### EXERCISE DESCRIPTION
Rewrite the rows from the very first line through the line that contains "x=472, y=32", requests included, and shift every x and y value in the answer points up by 113 while leaving the requests and their sample positions unchanged. Leave the pictures out.

### INPUT

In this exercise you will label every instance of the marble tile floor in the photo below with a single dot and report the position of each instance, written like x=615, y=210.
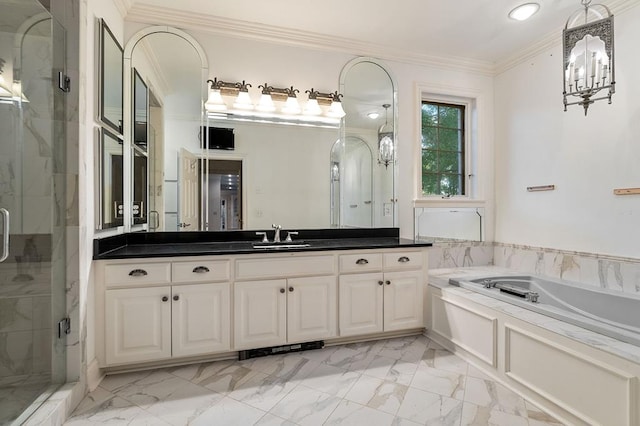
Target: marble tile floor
x=402, y=381
x=18, y=393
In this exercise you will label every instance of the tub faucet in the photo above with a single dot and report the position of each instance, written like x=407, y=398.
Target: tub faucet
x=276, y=236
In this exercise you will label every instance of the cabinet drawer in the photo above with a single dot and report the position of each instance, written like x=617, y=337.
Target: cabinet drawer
x=284, y=267
x=200, y=271
x=137, y=274
x=402, y=260
x=361, y=262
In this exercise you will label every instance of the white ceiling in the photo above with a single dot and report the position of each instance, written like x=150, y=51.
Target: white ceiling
x=472, y=32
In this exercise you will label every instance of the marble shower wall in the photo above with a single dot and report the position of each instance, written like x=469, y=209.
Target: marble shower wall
x=589, y=269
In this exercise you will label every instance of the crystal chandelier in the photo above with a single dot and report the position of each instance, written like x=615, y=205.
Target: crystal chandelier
x=385, y=140
x=588, y=65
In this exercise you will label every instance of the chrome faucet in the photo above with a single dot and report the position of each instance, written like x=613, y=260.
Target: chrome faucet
x=276, y=236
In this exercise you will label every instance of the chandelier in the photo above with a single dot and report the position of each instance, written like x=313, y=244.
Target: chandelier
x=385, y=140
x=587, y=49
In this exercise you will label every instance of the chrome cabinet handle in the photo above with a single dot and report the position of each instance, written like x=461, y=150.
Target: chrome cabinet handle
x=138, y=273
x=5, y=234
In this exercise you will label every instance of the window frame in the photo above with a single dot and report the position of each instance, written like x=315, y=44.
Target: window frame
x=469, y=105
x=465, y=152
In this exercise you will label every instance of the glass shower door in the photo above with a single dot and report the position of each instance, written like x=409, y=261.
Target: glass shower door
x=32, y=170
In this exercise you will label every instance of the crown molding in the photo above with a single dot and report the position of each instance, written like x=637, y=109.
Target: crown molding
x=160, y=78
x=554, y=39
x=253, y=31
x=274, y=34
x=123, y=6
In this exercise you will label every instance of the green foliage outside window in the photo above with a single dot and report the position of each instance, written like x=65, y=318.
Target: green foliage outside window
x=443, y=149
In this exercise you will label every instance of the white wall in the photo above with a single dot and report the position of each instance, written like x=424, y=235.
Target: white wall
x=585, y=157
x=88, y=112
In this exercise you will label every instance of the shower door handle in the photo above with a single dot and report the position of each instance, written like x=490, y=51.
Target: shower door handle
x=5, y=234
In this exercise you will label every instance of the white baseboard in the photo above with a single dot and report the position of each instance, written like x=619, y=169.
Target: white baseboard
x=94, y=375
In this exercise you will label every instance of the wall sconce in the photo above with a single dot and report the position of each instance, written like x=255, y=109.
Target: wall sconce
x=587, y=49
x=13, y=94
x=275, y=105
x=335, y=171
x=385, y=140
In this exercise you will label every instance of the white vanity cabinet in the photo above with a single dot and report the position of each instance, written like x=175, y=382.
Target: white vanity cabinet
x=145, y=321
x=137, y=324
x=160, y=310
x=293, y=309
x=381, y=292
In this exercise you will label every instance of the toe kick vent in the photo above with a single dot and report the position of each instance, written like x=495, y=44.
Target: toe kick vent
x=275, y=350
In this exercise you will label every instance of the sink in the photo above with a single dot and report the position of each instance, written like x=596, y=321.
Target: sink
x=275, y=246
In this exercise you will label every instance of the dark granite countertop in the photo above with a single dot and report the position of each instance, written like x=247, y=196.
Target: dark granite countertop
x=169, y=244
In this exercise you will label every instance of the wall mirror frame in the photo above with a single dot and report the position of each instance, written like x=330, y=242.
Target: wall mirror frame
x=175, y=188
x=110, y=192
x=138, y=221
x=111, y=80
x=367, y=86
x=140, y=119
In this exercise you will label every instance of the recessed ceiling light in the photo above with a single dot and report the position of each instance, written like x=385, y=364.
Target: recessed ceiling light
x=524, y=11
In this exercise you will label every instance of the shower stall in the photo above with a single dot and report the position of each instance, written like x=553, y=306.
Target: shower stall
x=32, y=208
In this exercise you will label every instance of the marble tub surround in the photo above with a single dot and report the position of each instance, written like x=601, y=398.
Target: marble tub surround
x=162, y=244
x=440, y=279
x=460, y=254
x=401, y=381
x=608, y=272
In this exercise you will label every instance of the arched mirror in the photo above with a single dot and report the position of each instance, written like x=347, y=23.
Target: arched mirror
x=366, y=188
x=165, y=73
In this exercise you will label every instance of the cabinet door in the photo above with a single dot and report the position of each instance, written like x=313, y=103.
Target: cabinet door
x=311, y=308
x=361, y=304
x=260, y=314
x=138, y=325
x=403, y=300
x=200, y=319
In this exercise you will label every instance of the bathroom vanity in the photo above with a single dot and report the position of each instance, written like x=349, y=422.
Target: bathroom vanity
x=166, y=298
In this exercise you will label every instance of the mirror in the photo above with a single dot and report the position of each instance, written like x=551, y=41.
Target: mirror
x=281, y=174
x=111, y=80
x=366, y=161
x=140, y=112
x=111, y=167
x=140, y=120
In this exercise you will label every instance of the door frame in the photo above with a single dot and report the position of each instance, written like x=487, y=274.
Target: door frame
x=224, y=156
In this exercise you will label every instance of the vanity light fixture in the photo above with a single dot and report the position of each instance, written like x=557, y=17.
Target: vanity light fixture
x=312, y=107
x=385, y=140
x=524, y=11
x=291, y=105
x=243, y=101
x=587, y=53
x=321, y=109
x=266, y=102
x=335, y=109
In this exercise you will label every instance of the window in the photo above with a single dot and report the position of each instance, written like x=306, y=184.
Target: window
x=443, y=149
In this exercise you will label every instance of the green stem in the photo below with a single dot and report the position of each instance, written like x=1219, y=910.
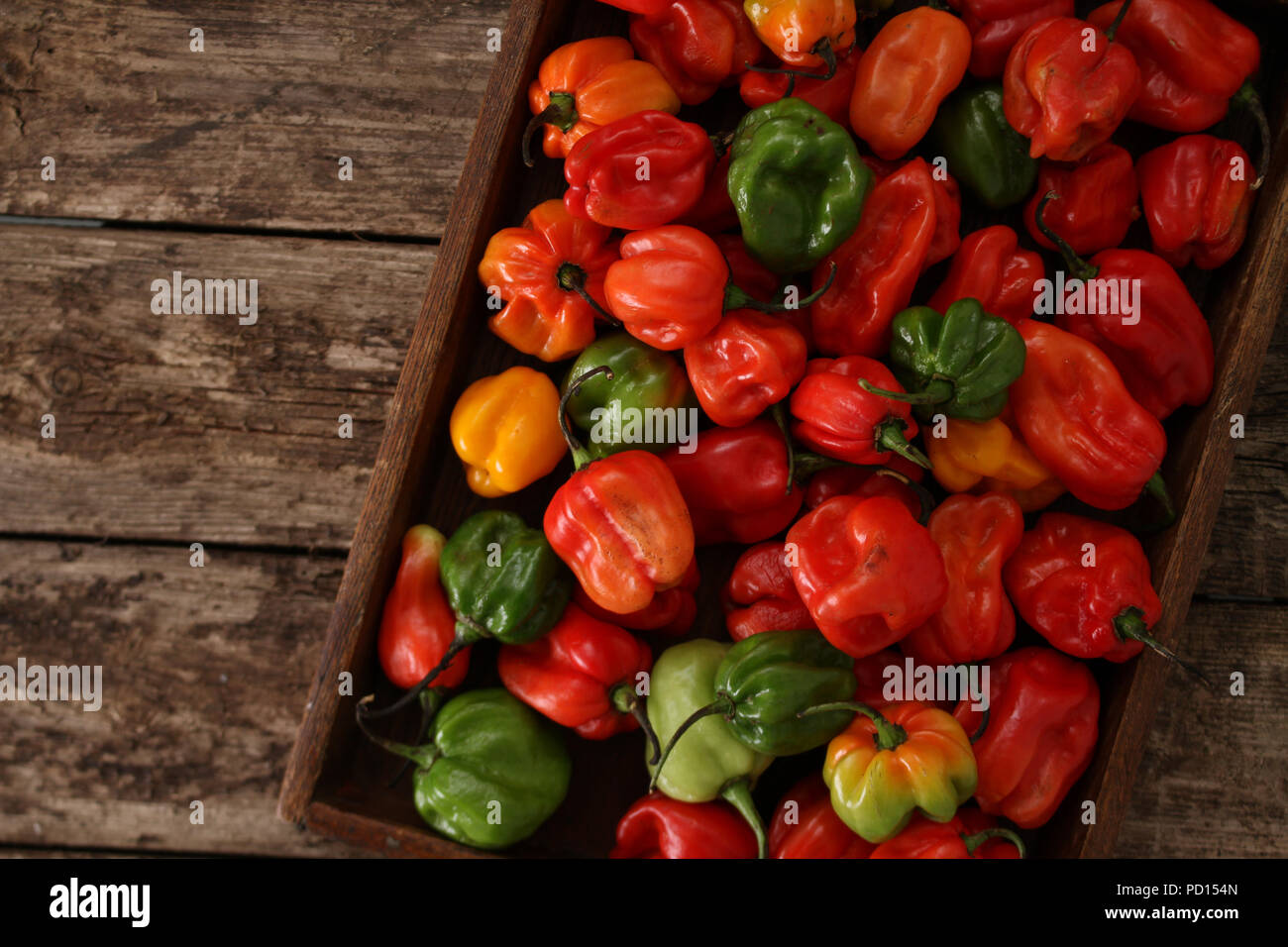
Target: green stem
x=738, y=795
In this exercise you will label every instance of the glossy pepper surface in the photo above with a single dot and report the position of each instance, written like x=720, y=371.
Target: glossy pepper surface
x=988, y=157
x=888, y=766
x=867, y=571
x=1039, y=736
x=1198, y=196
x=639, y=171
x=550, y=274
x=912, y=63
x=505, y=431
x=1093, y=602
x=797, y=182
x=662, y=827
x=975, y=535
x=588, y=84
x=417, y=625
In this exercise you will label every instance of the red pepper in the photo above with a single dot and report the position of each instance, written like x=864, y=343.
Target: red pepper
x=1095, y=200
x=1065, y=91
x=658, y=826
x=836, y=416
x=1083, y=585
x=996, y=25
x=748, y=363
x=1039, y=733
x=877, y=266
x=1198, y=195
x=417, y=625
x=867, y=571
x=583, y=674
x=639, y=171
x=1081, y=421
x=735, y=483
x=671, y=612
x=760, y=594
x=975, y=536
x=991, y=266
x=806, y=826
x=697, y=44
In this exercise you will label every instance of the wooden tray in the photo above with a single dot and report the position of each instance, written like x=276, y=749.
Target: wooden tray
x=338, y=785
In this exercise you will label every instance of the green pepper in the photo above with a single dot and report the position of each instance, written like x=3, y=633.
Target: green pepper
x=643, y=379
x=490, y=774
x=960, y=364
x=984, y=153
x=798, y=183
x=712, y=763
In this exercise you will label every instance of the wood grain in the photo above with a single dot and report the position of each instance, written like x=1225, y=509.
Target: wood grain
x=194, y=428
x=248, y=133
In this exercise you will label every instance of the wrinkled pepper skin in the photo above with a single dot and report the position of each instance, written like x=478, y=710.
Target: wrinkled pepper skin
x=623, y=530
x=877, y=266
x=992, y=268
x=914, y=759
x=1083, y=609
x=988, y=157
x=537, y=269
x=867, y=571
x=417, y=625
x=760, y=594
x=593, y=82
x=975, y=535
x=697, y=46
x=798, y=184
x=604, y=183
x=505, y=431
x=1164, y=359
x=643, y=379
x=502, y=579
x=961, y=363
x=912, y=63
x=1039, y=736
x=735, y=483
x=805, y=826
x=583, y=674
x=1063, y=99
x=1096, y=200
x=661, y=827
x=997, y=25
x=748, y=363
x=1080, y=420
x=1198, y=196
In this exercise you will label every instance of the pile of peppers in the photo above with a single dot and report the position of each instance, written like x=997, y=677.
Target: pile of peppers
x=785, y=431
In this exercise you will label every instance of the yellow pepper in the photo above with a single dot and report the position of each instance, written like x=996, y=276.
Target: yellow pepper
x=505, y=429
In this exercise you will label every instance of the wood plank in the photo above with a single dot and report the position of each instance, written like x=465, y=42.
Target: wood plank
x=194, y=428
x=250, y=131
x=205, y=672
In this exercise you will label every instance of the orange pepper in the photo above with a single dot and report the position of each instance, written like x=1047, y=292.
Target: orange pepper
x=912, y=64
x=588, y=84
x=505, y=429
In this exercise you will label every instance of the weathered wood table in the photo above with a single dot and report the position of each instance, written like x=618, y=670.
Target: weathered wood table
x=179, y=429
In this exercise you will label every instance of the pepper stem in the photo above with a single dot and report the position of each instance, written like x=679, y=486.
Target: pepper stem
x=562, y=112
x=738, y=795
x=1248, y=99
x=1077, y=265
x=721, y=705
x=1131, y=624
x=978, y=839
x=888, y=736
x=889, y=437
x=580, y=455
x=626, y=701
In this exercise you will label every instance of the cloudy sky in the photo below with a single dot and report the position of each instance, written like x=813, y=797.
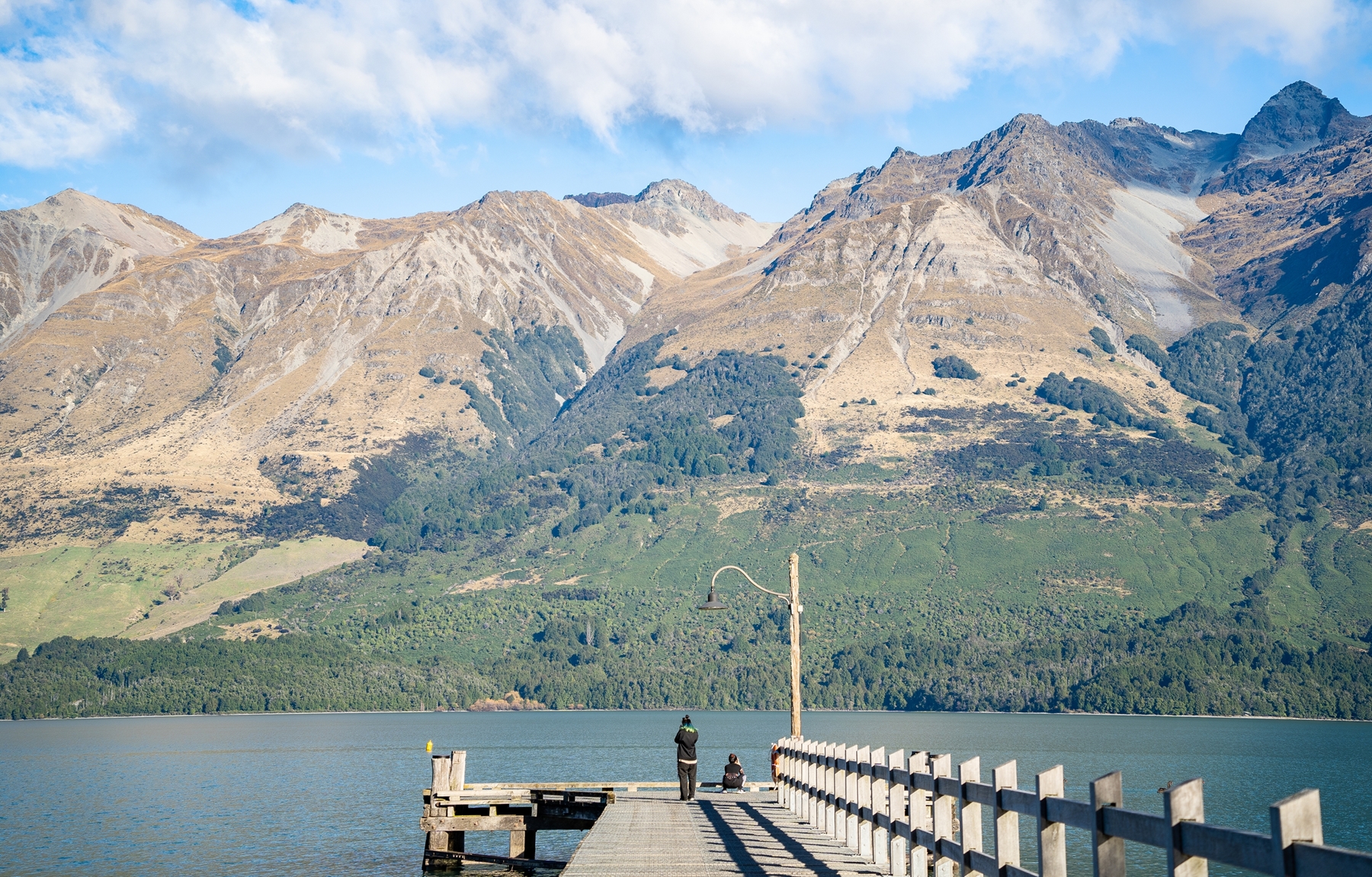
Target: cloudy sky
x=221, y=113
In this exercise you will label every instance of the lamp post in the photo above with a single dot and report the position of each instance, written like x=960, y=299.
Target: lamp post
x=796, y=608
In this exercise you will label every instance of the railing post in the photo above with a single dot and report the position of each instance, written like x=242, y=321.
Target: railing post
x=807, y=799
x=1008, y=821
x=970, y=815
x=864, y=808
x=918, y=815
x=851, y=794
x=1294, y=820
x=880, y=808
x=898, y=798
x=781, y=772
x=943, y=815
x=816, y=781
x=442, y=767
x=1053, y=836
x=457, y=773
x=1184, y=803
x=830, y=789
x=1108, y=853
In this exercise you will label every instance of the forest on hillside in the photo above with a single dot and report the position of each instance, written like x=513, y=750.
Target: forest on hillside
x=1248, y=594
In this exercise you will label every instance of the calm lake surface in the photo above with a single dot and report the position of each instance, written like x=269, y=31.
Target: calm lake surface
x=339, y=794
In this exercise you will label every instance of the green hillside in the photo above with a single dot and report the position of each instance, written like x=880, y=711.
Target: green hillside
x=1084, y=558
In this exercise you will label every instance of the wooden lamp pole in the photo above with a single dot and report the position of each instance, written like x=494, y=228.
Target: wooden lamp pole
x=796, y=608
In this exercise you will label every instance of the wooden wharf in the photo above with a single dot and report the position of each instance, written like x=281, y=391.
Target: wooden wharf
x=838, y=810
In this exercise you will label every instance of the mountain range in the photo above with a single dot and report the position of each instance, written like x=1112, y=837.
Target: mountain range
x=1056, y=330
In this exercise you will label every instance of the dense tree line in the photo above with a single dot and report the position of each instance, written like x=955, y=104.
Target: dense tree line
x=1195, y=661
x=614, y=443
x=295, y=673
x=1106, y=405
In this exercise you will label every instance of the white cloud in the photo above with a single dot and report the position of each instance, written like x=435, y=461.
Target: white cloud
x=317, y=75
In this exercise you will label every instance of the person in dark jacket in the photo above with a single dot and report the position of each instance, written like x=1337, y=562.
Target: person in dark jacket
x=686, y=738
x=734, y=776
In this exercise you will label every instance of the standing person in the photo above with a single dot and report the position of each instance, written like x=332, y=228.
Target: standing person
x=686, y=738
x=734, y=777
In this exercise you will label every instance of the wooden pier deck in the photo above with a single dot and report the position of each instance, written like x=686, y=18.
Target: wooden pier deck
x=713, y=836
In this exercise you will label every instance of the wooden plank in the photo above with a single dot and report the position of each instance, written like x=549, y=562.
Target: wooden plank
x=1309, y=859
x=442, y=767
x=918, y=813
x=713, y=836
x=1184, y=803
x=508, y=822
x=487, y=858
x=1106, y=850
x=1053, y=836
x=1294, y=820
x=1248, y=850
x=899, y=810
x=1142, y=828
x=1008, y=821
x=881, y=808
x=864, y=827
x=969, y=773
x=944, y=865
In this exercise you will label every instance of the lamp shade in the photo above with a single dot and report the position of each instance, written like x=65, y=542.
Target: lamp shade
x=711, y=601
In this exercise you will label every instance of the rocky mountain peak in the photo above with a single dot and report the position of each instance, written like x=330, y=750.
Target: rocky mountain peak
x=125, y=224
x=1294, y=120
x=312, y=228
x=600, y=200
x=678, y=194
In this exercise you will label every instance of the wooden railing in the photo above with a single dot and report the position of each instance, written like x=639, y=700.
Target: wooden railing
x=899, y=811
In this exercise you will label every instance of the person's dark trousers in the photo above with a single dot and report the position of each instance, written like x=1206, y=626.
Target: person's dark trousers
x=686, y=773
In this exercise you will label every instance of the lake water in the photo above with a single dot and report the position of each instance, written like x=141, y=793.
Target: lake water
x=341, y=794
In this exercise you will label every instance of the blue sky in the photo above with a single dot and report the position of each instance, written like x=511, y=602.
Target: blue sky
x=219, y=116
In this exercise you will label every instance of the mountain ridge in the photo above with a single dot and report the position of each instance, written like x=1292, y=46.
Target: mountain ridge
x=1043, y=332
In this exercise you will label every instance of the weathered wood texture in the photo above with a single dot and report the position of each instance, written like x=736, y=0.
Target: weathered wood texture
x=713, y=836
x=910, y=811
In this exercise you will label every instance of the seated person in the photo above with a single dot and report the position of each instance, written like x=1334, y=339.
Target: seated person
x=734, y=777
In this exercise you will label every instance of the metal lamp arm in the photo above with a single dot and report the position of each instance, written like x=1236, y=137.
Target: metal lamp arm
x=749, y=581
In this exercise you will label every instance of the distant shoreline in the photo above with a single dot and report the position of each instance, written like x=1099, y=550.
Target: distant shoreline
x=305, y=712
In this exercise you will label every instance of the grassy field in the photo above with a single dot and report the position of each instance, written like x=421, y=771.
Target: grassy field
x=109, y=591
x=873, y=565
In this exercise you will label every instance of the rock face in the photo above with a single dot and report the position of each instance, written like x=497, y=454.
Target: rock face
x=66, y=246
x=135, y=352
x=1013, y=251
x=164, y=359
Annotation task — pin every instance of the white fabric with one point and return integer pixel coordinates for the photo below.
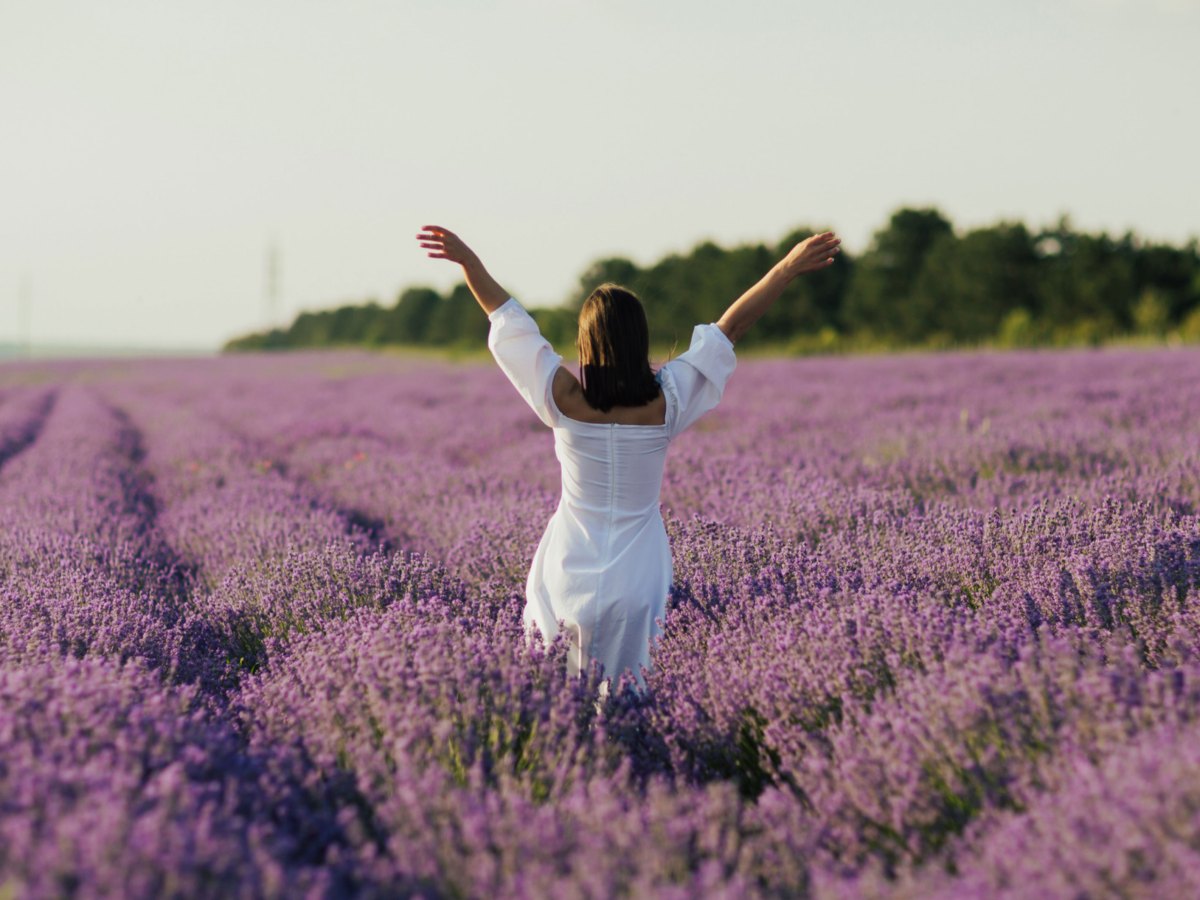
(604, 565)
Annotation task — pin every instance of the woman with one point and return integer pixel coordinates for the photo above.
(603, 568)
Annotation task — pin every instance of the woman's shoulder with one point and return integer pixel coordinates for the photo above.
(573, 403)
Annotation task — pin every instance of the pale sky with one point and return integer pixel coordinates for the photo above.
(150, 151)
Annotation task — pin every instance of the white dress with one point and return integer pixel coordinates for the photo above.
(604, 565)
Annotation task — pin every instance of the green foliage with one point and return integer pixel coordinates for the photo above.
(918, 285)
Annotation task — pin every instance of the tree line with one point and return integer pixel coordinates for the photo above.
(919, 283)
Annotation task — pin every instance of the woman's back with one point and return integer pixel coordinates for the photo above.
(603, 568)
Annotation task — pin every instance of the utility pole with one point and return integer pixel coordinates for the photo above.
(24, 316)
(271, 289)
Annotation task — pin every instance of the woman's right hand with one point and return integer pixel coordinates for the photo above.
(813, 253)
(443, 244)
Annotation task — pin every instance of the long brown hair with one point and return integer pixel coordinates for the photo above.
(615, 351)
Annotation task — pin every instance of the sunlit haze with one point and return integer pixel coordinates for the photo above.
(153, 153)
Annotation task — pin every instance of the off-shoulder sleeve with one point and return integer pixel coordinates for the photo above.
(526, 358)
(695, 381)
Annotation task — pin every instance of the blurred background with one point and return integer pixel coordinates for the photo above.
(177, 175)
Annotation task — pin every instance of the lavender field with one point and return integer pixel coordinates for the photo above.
(935, 633)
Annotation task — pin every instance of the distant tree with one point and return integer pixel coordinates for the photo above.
(456, 319)
(880, 299)
(967, 286)
(408, 321)
(1087, 282)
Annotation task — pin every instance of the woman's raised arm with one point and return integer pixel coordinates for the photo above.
(444, 244)
(813, 253)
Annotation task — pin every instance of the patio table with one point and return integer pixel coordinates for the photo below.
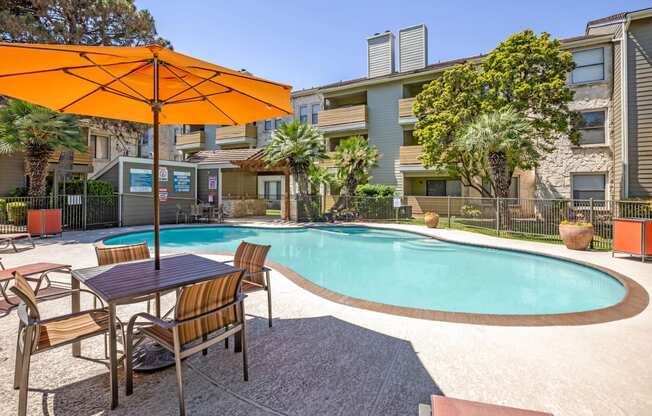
(120, 283)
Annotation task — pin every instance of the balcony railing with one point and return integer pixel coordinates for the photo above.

### COMPLETE RESPONSE
In this exercise you will label every instance of the marble tile floor in the photo below with a single dot and report the position of each instance, written like x=615, y=210.
Target: marble tile floor
x=515, y=494
x=131, y=506
In this exercise you will label every instance of the tub faucet in the photo above with a single dot and report the position of each instance, written like x=407, y=398.
Target: tub faucet
x=389, y=349
In this exercise you will label every instance of the cabinet drawer in the photo above with a single dot and report the position of each instance, written like x=617, y=337.
Target: cabinet drawer
x=397, y=380
x=313, y=384
x=250, y=387
x=515, y=373
x=474, y=375
In this exercise you will label every instance of the white ceiling in the photo above with a single dot and report the position of each instance, written like x=150, y=51.
Target: white ceiling
x=585, y=145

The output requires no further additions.